>>>>>
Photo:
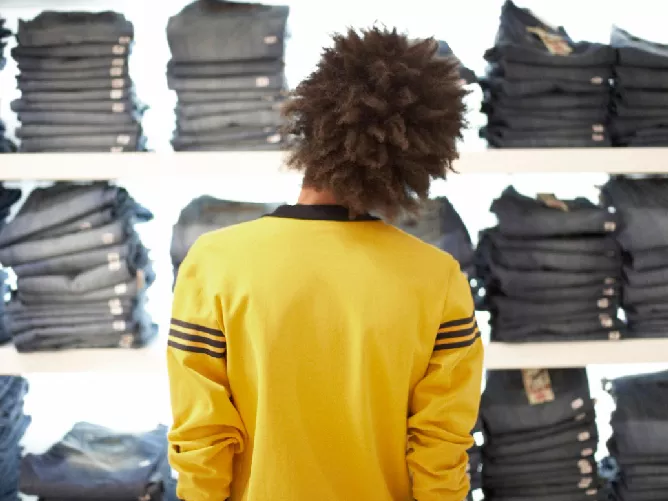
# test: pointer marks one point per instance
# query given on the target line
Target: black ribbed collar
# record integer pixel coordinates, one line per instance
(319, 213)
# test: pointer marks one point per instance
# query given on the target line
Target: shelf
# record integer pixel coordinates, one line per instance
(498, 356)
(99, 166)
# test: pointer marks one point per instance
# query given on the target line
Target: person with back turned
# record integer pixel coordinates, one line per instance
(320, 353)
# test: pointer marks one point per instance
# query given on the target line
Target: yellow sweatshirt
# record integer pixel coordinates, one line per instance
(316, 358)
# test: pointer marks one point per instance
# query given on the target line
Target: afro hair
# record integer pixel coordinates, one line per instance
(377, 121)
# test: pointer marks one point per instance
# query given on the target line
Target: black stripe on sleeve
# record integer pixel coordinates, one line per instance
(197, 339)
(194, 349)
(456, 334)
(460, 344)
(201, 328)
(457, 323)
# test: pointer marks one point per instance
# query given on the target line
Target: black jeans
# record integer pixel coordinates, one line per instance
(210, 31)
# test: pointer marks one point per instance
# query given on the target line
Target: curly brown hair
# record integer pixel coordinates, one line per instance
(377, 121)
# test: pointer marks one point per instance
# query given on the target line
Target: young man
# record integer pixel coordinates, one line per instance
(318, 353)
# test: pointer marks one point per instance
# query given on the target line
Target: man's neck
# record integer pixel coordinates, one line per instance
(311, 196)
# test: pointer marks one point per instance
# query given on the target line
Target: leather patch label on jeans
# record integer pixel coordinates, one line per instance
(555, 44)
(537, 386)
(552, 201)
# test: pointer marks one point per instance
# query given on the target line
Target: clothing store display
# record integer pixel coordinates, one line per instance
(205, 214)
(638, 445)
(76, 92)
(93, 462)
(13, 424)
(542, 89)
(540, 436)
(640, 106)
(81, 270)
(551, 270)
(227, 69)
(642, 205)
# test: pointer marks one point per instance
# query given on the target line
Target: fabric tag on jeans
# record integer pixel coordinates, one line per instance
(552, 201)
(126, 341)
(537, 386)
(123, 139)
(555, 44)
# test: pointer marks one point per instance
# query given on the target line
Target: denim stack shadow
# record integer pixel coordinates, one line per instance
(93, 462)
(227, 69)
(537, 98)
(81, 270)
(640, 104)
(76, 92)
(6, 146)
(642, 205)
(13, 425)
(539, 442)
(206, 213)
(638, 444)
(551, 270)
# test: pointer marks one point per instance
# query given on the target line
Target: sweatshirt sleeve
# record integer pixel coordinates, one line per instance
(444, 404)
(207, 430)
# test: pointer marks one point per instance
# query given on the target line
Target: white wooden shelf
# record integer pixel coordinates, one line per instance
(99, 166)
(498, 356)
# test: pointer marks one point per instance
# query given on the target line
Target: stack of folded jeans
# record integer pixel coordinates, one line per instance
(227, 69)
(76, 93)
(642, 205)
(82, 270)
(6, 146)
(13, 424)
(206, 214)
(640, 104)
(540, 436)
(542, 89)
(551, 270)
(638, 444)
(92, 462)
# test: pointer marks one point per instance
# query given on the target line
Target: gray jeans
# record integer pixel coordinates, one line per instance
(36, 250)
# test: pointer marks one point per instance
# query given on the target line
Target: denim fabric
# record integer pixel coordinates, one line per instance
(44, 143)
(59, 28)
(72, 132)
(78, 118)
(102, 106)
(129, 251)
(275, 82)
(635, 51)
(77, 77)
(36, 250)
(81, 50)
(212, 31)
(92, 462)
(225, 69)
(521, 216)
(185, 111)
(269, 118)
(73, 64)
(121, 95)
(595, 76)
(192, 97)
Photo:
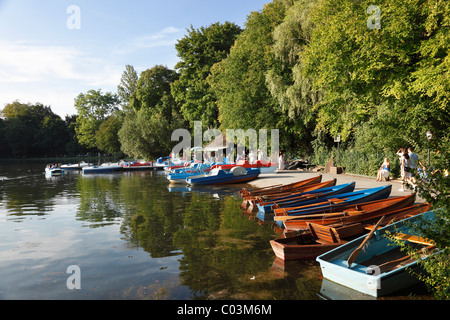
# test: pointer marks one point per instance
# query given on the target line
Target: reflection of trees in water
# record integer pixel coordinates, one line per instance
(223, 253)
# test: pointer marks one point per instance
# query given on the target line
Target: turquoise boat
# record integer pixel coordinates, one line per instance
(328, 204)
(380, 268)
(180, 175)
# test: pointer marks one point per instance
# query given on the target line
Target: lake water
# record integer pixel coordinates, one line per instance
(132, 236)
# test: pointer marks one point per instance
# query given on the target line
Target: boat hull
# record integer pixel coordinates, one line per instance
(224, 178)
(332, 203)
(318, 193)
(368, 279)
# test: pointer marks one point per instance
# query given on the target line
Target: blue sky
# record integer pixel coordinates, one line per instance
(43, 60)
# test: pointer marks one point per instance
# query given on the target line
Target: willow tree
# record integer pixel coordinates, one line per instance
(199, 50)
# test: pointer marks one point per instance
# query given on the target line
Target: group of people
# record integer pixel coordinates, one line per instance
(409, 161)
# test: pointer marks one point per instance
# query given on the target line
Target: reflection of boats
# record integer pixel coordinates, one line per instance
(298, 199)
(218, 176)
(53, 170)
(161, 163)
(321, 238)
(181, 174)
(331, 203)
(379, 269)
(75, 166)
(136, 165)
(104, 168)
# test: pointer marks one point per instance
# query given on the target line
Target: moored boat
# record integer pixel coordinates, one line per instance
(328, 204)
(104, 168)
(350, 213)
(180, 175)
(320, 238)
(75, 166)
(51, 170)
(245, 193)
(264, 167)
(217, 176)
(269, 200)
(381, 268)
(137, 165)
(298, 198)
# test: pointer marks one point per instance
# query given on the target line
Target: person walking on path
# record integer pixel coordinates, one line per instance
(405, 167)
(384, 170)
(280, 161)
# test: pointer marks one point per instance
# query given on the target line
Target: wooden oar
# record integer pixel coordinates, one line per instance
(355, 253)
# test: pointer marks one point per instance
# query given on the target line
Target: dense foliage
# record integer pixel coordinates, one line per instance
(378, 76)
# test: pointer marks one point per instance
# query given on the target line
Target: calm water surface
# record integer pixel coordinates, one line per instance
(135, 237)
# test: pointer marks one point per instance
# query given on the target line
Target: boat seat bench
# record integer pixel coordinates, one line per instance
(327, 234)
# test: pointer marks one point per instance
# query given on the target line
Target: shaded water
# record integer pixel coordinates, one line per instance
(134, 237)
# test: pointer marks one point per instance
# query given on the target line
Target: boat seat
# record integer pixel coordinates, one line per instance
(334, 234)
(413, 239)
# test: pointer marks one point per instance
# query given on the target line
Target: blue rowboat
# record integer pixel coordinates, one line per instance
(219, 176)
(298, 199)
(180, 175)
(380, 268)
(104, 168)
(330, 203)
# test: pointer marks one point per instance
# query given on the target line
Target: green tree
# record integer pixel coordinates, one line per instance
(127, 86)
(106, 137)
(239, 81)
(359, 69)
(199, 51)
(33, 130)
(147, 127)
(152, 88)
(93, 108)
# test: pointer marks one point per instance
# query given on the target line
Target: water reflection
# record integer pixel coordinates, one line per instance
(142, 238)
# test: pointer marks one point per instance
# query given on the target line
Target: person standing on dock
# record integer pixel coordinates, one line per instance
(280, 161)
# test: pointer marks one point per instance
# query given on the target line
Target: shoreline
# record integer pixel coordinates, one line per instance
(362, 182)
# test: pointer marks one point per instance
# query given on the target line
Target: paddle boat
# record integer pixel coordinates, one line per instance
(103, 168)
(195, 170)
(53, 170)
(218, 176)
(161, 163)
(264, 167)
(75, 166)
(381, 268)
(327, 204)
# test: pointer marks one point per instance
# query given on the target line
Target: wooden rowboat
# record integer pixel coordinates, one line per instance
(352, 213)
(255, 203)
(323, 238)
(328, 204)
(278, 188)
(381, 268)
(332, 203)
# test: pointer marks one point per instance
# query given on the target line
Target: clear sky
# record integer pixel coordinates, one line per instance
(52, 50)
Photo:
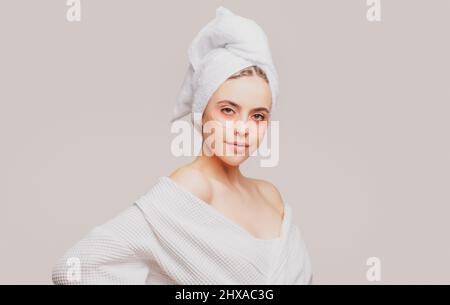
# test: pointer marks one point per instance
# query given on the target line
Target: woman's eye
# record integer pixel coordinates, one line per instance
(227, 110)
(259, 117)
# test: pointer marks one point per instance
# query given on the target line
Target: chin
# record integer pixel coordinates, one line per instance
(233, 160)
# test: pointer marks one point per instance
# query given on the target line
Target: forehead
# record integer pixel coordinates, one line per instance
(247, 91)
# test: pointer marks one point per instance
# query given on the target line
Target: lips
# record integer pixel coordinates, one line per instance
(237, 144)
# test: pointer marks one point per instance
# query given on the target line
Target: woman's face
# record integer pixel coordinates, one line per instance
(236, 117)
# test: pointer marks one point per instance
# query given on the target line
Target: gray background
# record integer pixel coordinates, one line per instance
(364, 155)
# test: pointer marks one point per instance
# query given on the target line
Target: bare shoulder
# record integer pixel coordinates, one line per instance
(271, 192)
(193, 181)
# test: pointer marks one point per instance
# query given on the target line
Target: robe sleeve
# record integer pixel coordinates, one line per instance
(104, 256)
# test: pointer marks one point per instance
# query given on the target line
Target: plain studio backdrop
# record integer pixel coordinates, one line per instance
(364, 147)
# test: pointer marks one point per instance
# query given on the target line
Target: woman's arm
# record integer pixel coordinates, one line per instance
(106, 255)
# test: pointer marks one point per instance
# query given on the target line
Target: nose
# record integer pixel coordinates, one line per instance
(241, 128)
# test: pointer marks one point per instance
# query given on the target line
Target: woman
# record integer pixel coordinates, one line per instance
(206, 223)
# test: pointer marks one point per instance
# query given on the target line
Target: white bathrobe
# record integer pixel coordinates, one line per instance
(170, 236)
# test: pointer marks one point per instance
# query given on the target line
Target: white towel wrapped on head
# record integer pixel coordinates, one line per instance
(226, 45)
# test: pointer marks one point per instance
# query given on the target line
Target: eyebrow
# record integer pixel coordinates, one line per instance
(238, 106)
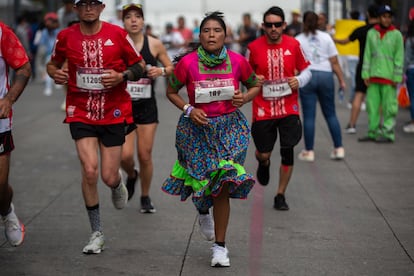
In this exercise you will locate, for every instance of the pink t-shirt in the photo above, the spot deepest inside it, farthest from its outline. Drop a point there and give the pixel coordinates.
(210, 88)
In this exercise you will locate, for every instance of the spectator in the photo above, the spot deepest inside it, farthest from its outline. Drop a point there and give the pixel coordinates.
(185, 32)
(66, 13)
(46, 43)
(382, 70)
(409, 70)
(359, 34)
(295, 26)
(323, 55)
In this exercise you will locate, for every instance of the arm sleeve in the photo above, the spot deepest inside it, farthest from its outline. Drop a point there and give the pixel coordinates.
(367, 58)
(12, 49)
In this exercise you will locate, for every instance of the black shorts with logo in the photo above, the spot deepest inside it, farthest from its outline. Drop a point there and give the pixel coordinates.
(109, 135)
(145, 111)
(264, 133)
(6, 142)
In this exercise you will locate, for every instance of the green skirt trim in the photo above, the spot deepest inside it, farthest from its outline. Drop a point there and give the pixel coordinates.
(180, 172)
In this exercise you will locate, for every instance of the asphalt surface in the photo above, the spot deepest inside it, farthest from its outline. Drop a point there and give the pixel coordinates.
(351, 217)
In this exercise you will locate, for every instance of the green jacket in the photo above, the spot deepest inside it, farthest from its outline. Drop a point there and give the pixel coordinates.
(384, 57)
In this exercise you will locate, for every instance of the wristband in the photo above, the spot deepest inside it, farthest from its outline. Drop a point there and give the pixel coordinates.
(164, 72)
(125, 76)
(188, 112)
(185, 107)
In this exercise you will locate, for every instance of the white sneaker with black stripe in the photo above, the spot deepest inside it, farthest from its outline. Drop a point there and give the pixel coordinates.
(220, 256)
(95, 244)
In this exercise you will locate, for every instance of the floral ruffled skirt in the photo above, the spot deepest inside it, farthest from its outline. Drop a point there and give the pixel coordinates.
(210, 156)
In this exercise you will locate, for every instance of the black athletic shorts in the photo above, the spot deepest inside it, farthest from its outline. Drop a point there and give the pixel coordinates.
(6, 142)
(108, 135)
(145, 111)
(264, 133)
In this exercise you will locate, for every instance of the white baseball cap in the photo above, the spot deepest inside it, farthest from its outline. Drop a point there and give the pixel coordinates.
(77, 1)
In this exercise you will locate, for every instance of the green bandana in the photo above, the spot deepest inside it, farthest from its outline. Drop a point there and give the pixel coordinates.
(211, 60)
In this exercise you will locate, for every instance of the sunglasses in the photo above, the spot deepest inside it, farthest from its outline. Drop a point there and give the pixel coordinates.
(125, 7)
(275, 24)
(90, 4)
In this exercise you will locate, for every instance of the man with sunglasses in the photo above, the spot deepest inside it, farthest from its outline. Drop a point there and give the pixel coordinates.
<<<<<
TASK BRIEF >> Carry over the material starting at the line that contains "of the sunglasses" and ending at the last line of the material, both ends included, with every line kept. Add -85 to each coordinate number in the answers.

RESPONSE TO THIS TASK >>
In this exercise you will locate, for every instance of the sunglasses in the photo above, the spot deepest inside it, farthest from its outline. Drop a point there and give the pixel coordinates.
(40, -78)
(190, -61)
(5, -81)
In this exercise you will locate, for every instance of the man with sunglasses in the photo above, the spot deepest inside it, farthest from its outline. Drop a point there and give the pixel coordinates.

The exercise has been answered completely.